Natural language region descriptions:
# # # # # # #
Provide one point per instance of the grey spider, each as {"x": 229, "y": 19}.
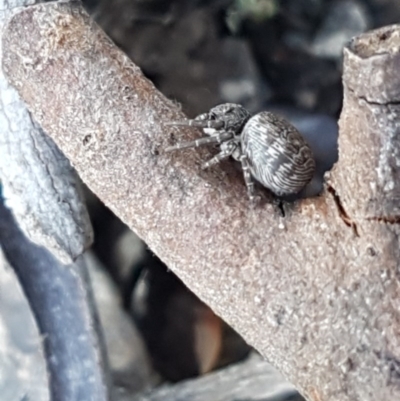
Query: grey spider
{"x": 268, "y": 147}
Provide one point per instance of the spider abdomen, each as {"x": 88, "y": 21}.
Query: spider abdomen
{"x": 279, "y": 157}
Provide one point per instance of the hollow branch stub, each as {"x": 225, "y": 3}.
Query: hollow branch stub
{"x": 369, "y": 144}
{"x": 320, "y": 302}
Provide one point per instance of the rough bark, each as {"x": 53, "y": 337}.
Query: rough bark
{"x": 38, "y": 181}
{"x": 315, "y": 291}
{"x": 62, "y": 304}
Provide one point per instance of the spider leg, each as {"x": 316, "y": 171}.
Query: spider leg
{"x": 248, "y": 178}
{"x": 225, "y": 153}
{"x": 206, "y": 140}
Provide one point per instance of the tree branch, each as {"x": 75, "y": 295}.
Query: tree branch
{"x": 316, "y": 291}
{"x": 39, "y": 182}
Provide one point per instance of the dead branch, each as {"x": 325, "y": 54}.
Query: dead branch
{"x": 38, "y": 181}
{"x": 62, "y": 304}
{"x": 316, "y": 291}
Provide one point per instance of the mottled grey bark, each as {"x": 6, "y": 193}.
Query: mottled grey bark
{"x": 62, "y": 304}
{"x": 316, "y": 291}
{"x": 38, "y": 181}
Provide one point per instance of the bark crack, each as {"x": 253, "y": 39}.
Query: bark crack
{"x": 342, "y": 212}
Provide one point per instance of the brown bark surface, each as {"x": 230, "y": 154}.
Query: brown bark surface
{"x": 316, "y": 291}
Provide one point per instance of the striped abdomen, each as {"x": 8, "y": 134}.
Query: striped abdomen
{"x": 279, "y": 157}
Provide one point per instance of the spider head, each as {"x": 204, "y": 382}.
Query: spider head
{"x": 229, "y": 117}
# # # # # # #
What you are asked to do: Could you retype every line above exactly as it appears, skipping the pictures?

Solution:
Provide one point per instance of the grey spider, each as {"x": 229, "y": 19}.
Query: grey spider
{"x": 268, "y": 147}
Provide one point per instance of the spider abdomen, each as {"x": 88, "y": 21}.
Query: spider abdomen
{"x": 279, "y": 157}
Provide one point per instance of the hollow branch stub, each as {"x": 225, "y": 3}.
Query: hollow branch stub
{"x": 369, "y": 144}
{"x": 320, "y": 302}
Provide one point per instance of the rough bark, each as {"x": 53, "y": 337}.
Query: rough bark
{"x": 38, "y": 181}
{"x": 315, "y": 291}
{"x": 62, "y": 304}
Provide one point per instance of the spider leg, each as {"x": 316, "y": 171}.
Query: spider leg
{"x": 248, "y": 178}
{"x": 225, "y": 153}
{"x": 206, "y": 140}
Provide one point per instance of the tree branch, each as {"x": 75, "y": 295}.
Query: tree branch
{"x": 316, "y": 291}
{"x": 39, "y": 182}
Provide one point per instance of the dead branch, each as {"x": 325, "y": 54}.
Query: dead branch
{"x": 38, "y": 181}
{"x": 62, "y": 304}
{"x": 316, "y": 291}
Provide one point per instance of the mottled grey bark, each as {"x": 6, "y": 193}.
Query: mottled grey bark
{"x": 62, "y": 304}
{"x": 316, "y": 291}
{"x": 38, "y": 181}
Provide one point per instance of the bark crack, each as {"x": 253, "y": 39}.
Query: bark crack
{"x": 342, "y": 212}
Provide one point per instance of the brown bark surface, each as {"x": 230, "y": 154}.
Query: brown bark surface
{"x": 316, "y": 291}
Provide one point per instance of the striped abdomen, each as {"x": 8, "y": 134}.
Query: striped abdomen
{"x": 279, "y": 157}
Provide one point per instance of the spider head, each as {"x": 204, "y": 382}.
Query: spider head
{"x": 229, "y": 117}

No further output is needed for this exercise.